BEGIN Exercise input

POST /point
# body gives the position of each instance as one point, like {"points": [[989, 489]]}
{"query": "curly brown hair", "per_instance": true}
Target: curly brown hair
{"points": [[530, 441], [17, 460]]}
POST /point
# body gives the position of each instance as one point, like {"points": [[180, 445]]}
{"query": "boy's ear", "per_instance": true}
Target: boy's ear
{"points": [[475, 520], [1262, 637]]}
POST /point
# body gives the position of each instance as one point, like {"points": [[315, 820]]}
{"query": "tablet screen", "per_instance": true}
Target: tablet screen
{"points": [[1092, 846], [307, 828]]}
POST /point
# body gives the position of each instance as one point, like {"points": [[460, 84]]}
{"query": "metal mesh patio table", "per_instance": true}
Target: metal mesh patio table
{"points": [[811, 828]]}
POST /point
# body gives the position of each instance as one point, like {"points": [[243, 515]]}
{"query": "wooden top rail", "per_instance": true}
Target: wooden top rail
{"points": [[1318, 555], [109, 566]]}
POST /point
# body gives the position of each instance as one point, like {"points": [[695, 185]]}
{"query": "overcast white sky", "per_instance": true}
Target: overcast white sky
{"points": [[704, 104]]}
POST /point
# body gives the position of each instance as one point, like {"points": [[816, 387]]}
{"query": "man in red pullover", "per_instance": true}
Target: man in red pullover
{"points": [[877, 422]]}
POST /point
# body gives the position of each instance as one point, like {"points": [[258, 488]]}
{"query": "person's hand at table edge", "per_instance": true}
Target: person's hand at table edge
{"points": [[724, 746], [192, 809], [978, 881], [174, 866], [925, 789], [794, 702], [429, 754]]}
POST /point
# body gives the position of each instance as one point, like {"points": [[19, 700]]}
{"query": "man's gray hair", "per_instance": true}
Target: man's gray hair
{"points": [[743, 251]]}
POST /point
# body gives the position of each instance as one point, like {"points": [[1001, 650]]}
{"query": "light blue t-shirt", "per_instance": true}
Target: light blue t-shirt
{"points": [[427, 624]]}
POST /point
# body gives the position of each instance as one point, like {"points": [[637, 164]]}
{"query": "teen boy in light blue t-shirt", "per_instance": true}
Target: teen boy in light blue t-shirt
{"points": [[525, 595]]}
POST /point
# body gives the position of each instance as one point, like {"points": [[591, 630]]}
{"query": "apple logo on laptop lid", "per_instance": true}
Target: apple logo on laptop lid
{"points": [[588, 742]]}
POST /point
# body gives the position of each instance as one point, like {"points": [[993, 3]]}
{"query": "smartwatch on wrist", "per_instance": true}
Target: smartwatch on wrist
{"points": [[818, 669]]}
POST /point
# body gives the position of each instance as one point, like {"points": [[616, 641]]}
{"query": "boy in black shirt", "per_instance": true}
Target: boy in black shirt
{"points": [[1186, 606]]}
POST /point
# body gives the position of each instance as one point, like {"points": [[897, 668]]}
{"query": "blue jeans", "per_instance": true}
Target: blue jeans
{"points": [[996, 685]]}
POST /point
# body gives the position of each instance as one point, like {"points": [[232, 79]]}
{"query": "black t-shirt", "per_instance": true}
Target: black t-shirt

END Exercise input

Objective:
Please copy out each record, character for character.

Written reply:
POST /point
# body gives the position of each instance as one point, like {"points": [[989, 489]]}
{"query": "curly brown hair", "per_instance": true}
Target: curly brown hair
{"points": [[530, 441], [17, 460]]}
POST /point
# body gives the position of each instance as one point, like {"points": [[180, 445]]}
{"query": "boy's ear", "per_instance": true}
Target: boy's ear
{"points": [[475, 520], [1262, 637]]}
POST /point
# body gives the position of each instance as one point, like {"points": [[315, 820]]}
{"query": "tablet screen", "per_instance": true}
Target: tablet screen
{"points": [[1092, 846], [307, 828]]}
POST /point
# body gives the position of each instance as one point, like {"points": [[460, 84]]}
{"query": "metal mesh patio table", "per_instance": true}
Target: metal mesh patio table
{"points": [[811, 828]]}
POST /point
# body gives the position of each instance as one point, like {"points": [[243, 515]]}
{"query": "wooden top rail", "per_instance": true}
Target: wooden top rail
{"points": [[1318, 555], [109, 566]]}
POST /point
# body gives the position of each instance as one point, like {"points": [[695, 185]]}
{"query": "overcast white sky", "per_instance": true}
Target: overcast white sky
{"points": [[704, 104]]}
POST /point
# body gives the position of each instance as one point, like {"points": [[816, 387]]}
{"query": "man in red pullover", "per_instance": true}
Target: man in red pullover
{"points": [[877, 422]]}
POST /point
# body gives the position of each instance as one point, like {"points": [[258, 488]]}
{"query": "person's hand at table edge", "per_instance": true}
Target: person's hand at table edge
{"points": [[724, 746], [192, 809], [978, 881], [174, 866], [925, 789], [794, 702], [429, 754]]}
POST /point
# body gives the position of each instance as one point, like {"points": [[19, 700]]}
{"query": "man's gray hair", "per_instance": true}
Target: man's gray hair
{"points": [[743, 251]]}
POST /point
# body gives the position of each instance as one point, like {"points": [[1001, 650]]}
{"query": "light blue t-shirt", "per_instance": true}
Target: light blue t-shirt
{"points": [[427, 624]]}
POST /point
# body gives the position of each instance as one point, like {"points": [[637, 164]]}
{"query": "teen boy in light blue t-shirt", "per_instance": true}
Target: teen boy in light blue t-shirt
{"points": [[525, 595]]}
POST /point
# body gives the position of each instance as one point, like {"points": [[591, 630]]}
{"query": "apple logo on laptop lid", "per_instance": true}
Target: apple logo on laptop lid
{"points": [[588, 742]]}
POST /point
# body gives the position of each instance as one point, like {"points": [[993, 3]]}
{"query": "smartwatch on wrist", "per_instance": true}
Target: smartwatch on wrist
{"points": [[818, 669]]}
POST /point
# body gives the position of each instance as one point, like {"points": [[616, 641]]}
{"query": "boy in black shirt", "per_instance": true}
Target: boy in black shirt
{"points": [[1186, 606]]}
POST /point
# body gives the position of each instance as one point, like {"points": [[897, 668]]}
{"query": "blue jeans", "per_instance": true}
Target: blue jeans
{"points": [[996, 685]]}
POST /point
# body gives the position of each instance as one point, like {"points": [[232, 79]]}
{"query": "black t-shirt", "per_instance": true}
Target: black t-shirt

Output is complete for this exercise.